* _Task brief_: Show every line of the data that contains the string "green", copying each one in full.

(Items from a dataset)
»»
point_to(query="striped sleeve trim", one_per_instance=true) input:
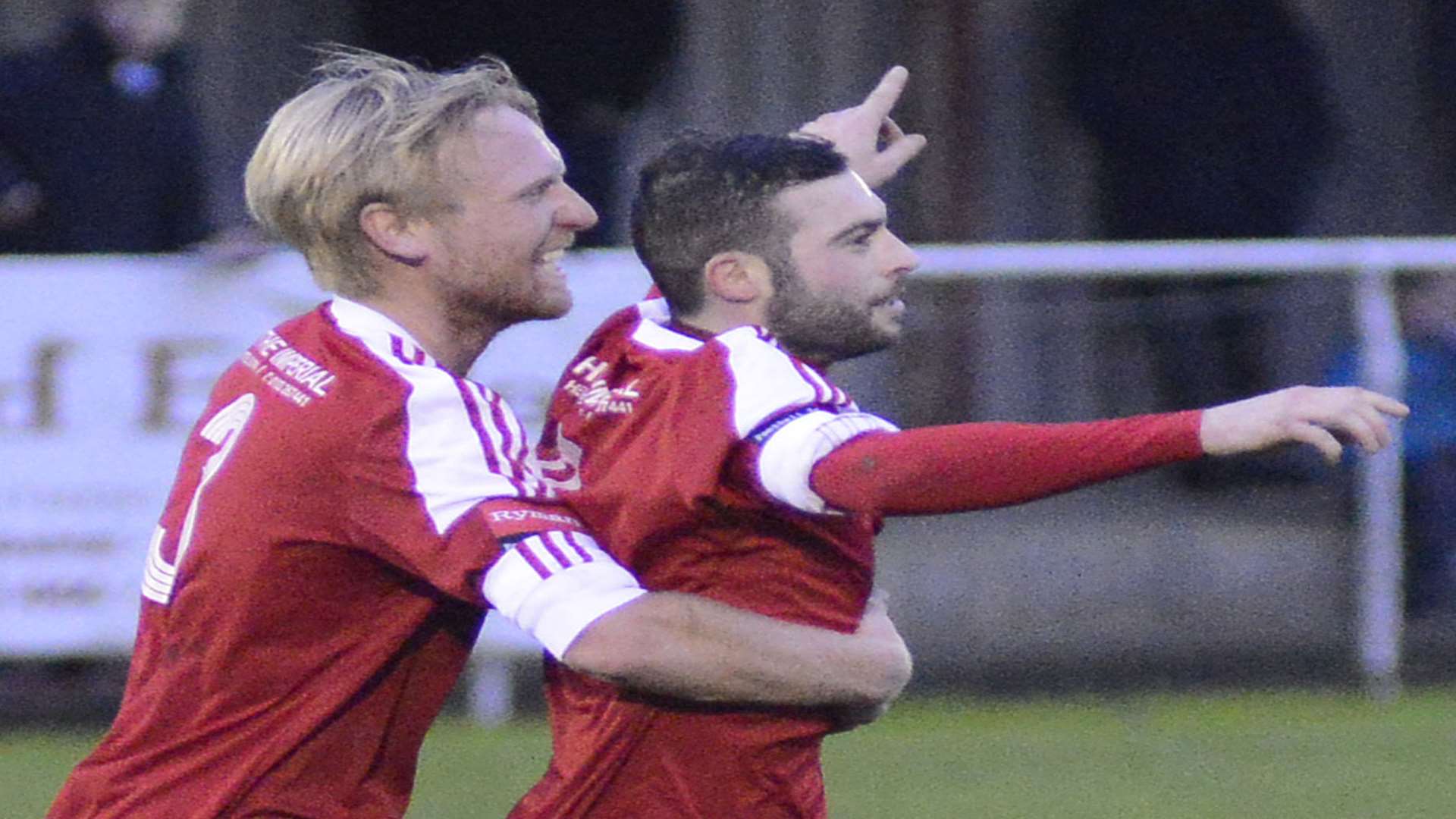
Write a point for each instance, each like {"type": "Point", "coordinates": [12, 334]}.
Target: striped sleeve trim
{"type": "Point", "coordinates": [554, 585]}
{"type": "Point", "coordinates": [462, 442]}
{"type": "Point", "coordinates": [766, 381]}
{"type": "Point", "coordinates": [791, 452]}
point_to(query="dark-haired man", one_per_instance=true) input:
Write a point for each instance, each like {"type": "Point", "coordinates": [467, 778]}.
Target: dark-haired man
{"type": "Point", "coordinates": [702, 441]}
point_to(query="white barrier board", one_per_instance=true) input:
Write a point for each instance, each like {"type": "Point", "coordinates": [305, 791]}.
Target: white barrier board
{"type": "Point", "coordinates": [105, 363]}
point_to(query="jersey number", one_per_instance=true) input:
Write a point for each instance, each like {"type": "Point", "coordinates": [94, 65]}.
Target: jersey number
{"type": "Point", "coordinates": [221, 430]}
{"type": "Point", "coordinates": [563, 472]}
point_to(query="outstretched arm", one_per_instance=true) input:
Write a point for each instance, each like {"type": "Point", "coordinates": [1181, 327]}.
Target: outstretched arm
{"type": "Point", "coordinates": [875, 146]}
{"type": "Point", "coordinates": [956, 468]}
{"type": "Point", "coordinates": [1324, 417]}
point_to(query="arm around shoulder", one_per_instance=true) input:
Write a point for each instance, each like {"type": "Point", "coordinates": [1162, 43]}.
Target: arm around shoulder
{"type": "Point", "coordinates": [698, 649]}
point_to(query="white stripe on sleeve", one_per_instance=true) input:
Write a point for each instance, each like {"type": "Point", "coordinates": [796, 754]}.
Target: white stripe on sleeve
{"type": "Point", "coordinates": [453, 441]}
{"type": "Point", "coordinates": [791, 452]}
{"type": "Point", "coordinates": [555, 585]}
{"type": "Point", "coordinates": [764, 381]}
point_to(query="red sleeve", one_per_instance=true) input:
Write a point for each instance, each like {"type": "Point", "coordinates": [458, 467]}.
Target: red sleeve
{"type": "Point", "coordinates": [963, 466]}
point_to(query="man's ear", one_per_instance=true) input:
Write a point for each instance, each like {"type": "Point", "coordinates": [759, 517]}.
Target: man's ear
{"type": "Point", "coordinates": [395, 234]}
{"type": "Point", "coordinates": [737, 278]}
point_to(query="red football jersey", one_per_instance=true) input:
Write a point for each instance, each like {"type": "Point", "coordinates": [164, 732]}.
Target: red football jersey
{"type": "Point", "coordinates": [315, 583]}
{"type": "Point", "coordinates": [660, 438]}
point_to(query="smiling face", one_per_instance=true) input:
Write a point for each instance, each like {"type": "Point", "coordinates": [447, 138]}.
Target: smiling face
{"type": "Point", "coordinates": [507, 222]}
{"type": "Point", "coordinates": [839, 292]}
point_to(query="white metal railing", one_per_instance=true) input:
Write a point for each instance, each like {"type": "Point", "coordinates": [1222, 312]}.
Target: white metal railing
{"type": "Point", "coordinates": [1372, 261]}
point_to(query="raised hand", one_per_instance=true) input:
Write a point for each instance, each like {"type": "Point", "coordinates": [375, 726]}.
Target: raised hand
{"type": "Point", "coordinates": [1324, 417]}
{"type": "Point", "coordinates": [877, 148]}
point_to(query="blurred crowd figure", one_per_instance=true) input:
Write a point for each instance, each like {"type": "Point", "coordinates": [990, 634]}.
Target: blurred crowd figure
{"type": "Point", "coordinates": [1427, 306]}
{"type": "Point", "coordinates": [1210, 120]}
{"type": "Point", "coordinates": [592, 64]}
{"type": "Point", "coordinates": [99, 143]}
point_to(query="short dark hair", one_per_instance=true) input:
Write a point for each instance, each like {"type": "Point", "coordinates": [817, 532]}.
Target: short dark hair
{"type": "Point", "coordinates": [711, 194]}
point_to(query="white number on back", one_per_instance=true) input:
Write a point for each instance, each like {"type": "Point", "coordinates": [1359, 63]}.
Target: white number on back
{"type": "Point", "coordinates": [223, 430]}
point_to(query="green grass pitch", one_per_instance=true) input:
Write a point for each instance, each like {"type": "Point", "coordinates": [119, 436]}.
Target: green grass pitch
{"type": "Point", "coordinates": [1282, 755]}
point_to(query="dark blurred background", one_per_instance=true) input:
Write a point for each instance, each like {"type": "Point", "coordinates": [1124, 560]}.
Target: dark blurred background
{"type": "Point", "coordinates": [1008, 159]}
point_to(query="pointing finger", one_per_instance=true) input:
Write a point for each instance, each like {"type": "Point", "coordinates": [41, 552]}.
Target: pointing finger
{"type": "Point", "coordinates": [883, 99]}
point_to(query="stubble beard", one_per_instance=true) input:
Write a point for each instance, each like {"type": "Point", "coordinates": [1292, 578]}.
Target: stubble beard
{"type": "Point", "coordinates": [817, 327]}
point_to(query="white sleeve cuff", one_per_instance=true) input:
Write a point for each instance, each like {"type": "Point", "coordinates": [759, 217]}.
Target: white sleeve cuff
{"type": "Point", "coordinates": [555, 585]}
{"type": "Point", "coordinates": [789, 453]}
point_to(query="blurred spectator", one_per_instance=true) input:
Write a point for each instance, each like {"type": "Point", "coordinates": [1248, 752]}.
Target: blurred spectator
{"type": "Point", "coordinates": [1427, 303]}
{"type": "Point", "coordinates": [1212, 121]}
{"type": "Point", "coordinates": [99, 148]}
{"type": "Point", "coordinates": [588, 63]}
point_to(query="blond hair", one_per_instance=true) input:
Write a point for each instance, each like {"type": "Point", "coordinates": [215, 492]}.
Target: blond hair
{"type": "Point", "coordinates": [367, 129]}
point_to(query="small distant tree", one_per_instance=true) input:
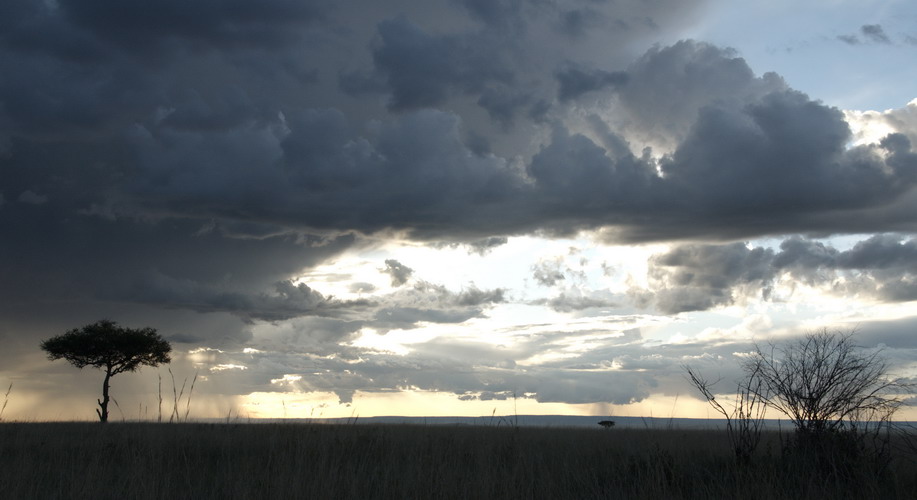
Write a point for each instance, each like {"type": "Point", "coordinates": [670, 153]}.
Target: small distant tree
{"type": "Point", "coordinates": [109, 347]}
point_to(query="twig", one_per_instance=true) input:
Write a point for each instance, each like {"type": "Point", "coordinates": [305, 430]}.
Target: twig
{"type": "Point", "coordinates": [6, 399]}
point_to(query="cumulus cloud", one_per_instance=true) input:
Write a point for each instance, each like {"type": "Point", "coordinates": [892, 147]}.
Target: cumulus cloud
{"type": "Point", "coordinates": [875, 33]}
{"type": "Point", "coordinates": [701, 276]}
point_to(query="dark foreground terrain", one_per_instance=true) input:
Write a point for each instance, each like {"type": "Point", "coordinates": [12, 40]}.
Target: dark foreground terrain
{"type": "Point", "coordinates": [238, 461]}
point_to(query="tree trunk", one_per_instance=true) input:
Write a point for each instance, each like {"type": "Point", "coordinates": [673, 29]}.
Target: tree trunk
{"type": "Point", "coordinates": [103, 403]}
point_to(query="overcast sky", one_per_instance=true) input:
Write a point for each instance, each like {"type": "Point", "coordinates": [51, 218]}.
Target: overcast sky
{"type": "Point", "coordinates": [450, 207]}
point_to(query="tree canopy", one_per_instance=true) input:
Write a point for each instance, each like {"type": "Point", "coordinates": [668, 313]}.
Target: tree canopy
{"type": "Point", "coordinates": [105, 344]}
{"type": "Point", "coordinates": [109, 347]}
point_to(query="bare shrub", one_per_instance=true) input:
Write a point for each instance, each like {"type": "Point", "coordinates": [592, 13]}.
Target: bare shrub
{"type": "Point", "coordinates": [745, 416]}
{"type": "Point", "coordinates": [839, 397]}
{"type": "Point", "coordinates": [824, 383]}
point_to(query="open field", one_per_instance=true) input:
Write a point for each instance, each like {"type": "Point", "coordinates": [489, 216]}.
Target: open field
{"type": "Point", "coordinates": [143, 460]}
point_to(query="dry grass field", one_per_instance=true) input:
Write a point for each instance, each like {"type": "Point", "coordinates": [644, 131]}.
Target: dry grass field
{"type": "Point", "coordinates": [242, 461]}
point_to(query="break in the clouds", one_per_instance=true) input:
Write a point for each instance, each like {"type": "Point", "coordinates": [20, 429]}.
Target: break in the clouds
{"type": "Point", "coordinates": [260, 180]}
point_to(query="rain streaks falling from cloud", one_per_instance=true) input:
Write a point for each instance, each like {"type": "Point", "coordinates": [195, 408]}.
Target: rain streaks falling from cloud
{"type": "Point", "coordinates": [193, 167]}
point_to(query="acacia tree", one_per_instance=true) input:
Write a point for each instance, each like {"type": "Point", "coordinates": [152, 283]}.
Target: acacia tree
{"type": "Point", "coordinates": [109, 347]}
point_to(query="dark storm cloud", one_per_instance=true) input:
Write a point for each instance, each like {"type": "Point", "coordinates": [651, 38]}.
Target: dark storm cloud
{"type": "Point", "coordinates": [137, 24]}
{"type": "Point", "coordinates": [196, 156]}
{"type": "Point", "coordinates": [849, 39]}
{"type": "Point", "coordinates": [700, 277]}
{"type": "Point", "coordinates": [425, 70]}
{"type": "Point", "coordinates": [284, 301]}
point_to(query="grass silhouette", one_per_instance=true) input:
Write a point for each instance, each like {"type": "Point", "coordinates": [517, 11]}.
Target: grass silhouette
{"type": "Point", "coordinates": [196, 460]}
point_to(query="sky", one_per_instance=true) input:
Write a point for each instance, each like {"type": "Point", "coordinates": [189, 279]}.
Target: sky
{"type": "Point", "coordinates": [450, 207]}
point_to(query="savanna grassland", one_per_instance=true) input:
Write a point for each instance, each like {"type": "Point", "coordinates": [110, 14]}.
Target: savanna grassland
{"type": "Point", "coordinates": [241, 461]}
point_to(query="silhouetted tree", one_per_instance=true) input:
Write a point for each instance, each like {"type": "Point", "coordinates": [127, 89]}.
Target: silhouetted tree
{"type": "Point", "coordinates": [824, 382]}
{"type": "Point", "coordinates": [111, 348]}
{"type": "Point", "coordinates": [744, 415]}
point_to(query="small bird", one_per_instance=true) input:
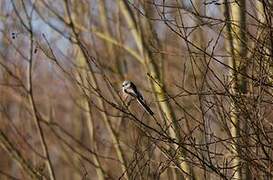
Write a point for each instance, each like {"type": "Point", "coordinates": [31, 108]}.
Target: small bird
{"type": "Point", "coordinates": [129, 88]}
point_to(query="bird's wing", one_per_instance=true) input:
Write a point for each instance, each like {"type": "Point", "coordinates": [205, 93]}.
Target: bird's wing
{"type": "Point", "coordinates": [145, 106]}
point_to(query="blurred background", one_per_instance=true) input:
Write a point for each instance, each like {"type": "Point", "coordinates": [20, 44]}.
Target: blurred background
{"type": "Point", "coordinates": [203, 66]}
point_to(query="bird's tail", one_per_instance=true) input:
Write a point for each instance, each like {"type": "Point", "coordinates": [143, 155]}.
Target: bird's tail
{"type": "Point", "coordinates": [145, 106]}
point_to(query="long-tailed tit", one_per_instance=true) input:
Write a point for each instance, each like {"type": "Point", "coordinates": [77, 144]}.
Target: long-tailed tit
{"type": "Point", "coordinates": [129, 88]}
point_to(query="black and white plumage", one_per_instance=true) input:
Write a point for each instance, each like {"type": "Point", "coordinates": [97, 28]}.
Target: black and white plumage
{"type": "Point", "coordinates": [129, 88]}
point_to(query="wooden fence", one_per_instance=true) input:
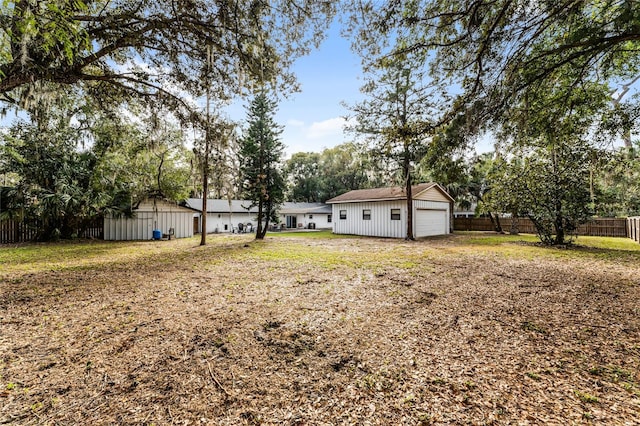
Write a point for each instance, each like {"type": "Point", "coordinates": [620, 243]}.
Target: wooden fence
{"type": "Point", "coordinates": [633, 228]}
{"type": "Point", "coordinates": [12, 231]}
{"type": "Point", "coordinates": [601, 227]}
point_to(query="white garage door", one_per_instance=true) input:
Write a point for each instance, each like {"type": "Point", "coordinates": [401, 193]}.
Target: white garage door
{"type": "Point", "coordinates": [431, 222]}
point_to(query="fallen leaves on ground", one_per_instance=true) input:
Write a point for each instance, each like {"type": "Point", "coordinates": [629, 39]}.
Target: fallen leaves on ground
{"type": "Point", "coordinates": [315, 332]}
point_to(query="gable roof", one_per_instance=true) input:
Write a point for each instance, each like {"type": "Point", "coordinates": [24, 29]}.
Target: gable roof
{"type": "Point", "coordinates": [386, 194]}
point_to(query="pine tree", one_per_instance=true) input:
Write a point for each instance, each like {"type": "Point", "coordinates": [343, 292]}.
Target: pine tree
{"type": "Point", "coordinates": [261, 152]}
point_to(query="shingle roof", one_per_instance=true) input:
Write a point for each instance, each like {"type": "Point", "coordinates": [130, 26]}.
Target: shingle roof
{"type": "Point", "coordinates": [305, 208]}
{"type": "Point", "coordinates": [240, 206]}
{"type": "Point", "coordinates": [221, 206]}
{"type": "Point", "coordinates": [380, 194]}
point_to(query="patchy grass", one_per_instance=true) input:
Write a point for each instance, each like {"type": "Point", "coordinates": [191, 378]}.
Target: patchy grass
{"type": "Point", "coordinates": [314, 328]}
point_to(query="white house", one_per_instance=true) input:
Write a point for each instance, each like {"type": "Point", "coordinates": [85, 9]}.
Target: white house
{"type": "Point", "coordinates": [150, 215]}
{"type": "Point", "coordinates": [225, 215]}
{"type": "Point", "coordinates": [222, 215]}
{"type": "Point", "coordinates": [306, 215]}
{"type": "Point", "coordinates": [382, 212]}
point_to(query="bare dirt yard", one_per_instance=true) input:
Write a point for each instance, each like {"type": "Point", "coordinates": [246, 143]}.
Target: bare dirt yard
{"type": "Point", "coordinates": [315, 330]}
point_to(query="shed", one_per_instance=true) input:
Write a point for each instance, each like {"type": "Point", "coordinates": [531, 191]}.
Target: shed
{"type": "Point", "coordinates": [382, 212]}
{"type": "Point", "coordinates": [222, 215]}
{"type": "Point", "coordinates": [150, 214]}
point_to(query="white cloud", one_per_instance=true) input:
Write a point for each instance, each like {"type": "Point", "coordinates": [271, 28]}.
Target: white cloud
{"type": "Point", "coordinates": [323, 129]}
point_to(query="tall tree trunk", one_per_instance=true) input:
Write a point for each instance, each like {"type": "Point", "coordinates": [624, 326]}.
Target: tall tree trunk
{"type": "Point", "coordinates": [515, 222]}
{"type": "Point", "coordinates": [406, 171]}
{"type": "Point", "coordinates": [266, 219]}
{"type": "Point", "coordinates": [260, 233]}
{"type": "Point", "coordinates": [495, 222]}
{"type": "Point", "coordinates": [205, 166]}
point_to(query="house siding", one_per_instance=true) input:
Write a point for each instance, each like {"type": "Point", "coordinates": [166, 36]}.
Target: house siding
{"type": "Point", "coordinates": [217, 221]}
{"type": "Point", "coordinates": [443, 206]}
{"type": "Point", "coordinates": [321, 220]}
{"type": "Point", "coordinates": [380, 224]}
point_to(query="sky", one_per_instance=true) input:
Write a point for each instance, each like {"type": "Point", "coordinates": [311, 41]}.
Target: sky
{"type": "Point", "coordinates": [313, 118]}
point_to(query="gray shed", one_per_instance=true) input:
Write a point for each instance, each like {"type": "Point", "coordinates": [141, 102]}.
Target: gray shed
{"type": "Point", "coordinates": [149, 215]}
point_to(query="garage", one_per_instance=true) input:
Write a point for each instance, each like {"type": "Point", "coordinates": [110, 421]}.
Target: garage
{"type": "Point", "coordinates": [430, 222]}
{"type": "Point", "coordinates": [383, 212]}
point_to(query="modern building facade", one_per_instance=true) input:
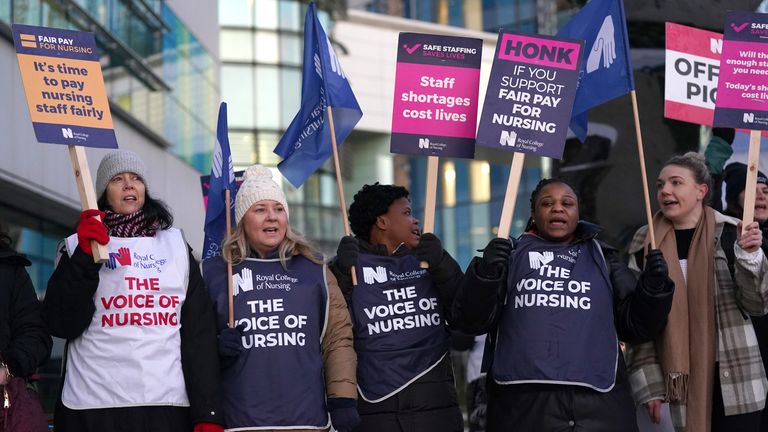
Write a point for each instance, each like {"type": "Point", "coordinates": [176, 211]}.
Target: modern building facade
{"type": "Point", "coordinates": [261, 48]}
{"type": "Point", "coordinates": [160, 64]}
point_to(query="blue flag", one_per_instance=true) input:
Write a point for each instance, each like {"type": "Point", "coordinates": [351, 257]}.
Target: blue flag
{"type": "Point", "coordinates": [606, 68]}
{"type": "Point", "coordinates": [222, 178]}
{"type": "Point", "coordinates": [306, 144]}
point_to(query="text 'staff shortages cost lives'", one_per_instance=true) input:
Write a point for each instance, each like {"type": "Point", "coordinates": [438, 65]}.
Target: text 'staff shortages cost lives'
{"type": "Point", "coordinates": [530, 94]}
{"type": "Point", "coordinates": [64, 86]}
{"type": "Point", "coordinates": [436, 95]}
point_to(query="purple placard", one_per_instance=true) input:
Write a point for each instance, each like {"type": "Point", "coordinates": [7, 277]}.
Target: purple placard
{"type": "Point", "coordinates": [436, 95]}
{"type": "Point", "coordinates": [742, 88]}
{"type": "Point", "coordinates": [530, 94]}
{"type": "Point", "coordinates": [64, 86]}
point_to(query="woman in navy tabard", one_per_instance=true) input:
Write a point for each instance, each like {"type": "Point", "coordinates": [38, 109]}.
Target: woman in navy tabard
{"type": "Point", "coordinates": [555, 309]}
««
* _The output_:
point_to(query="green grass pitch", one_per_instance=true) input:
Target: green grass pitch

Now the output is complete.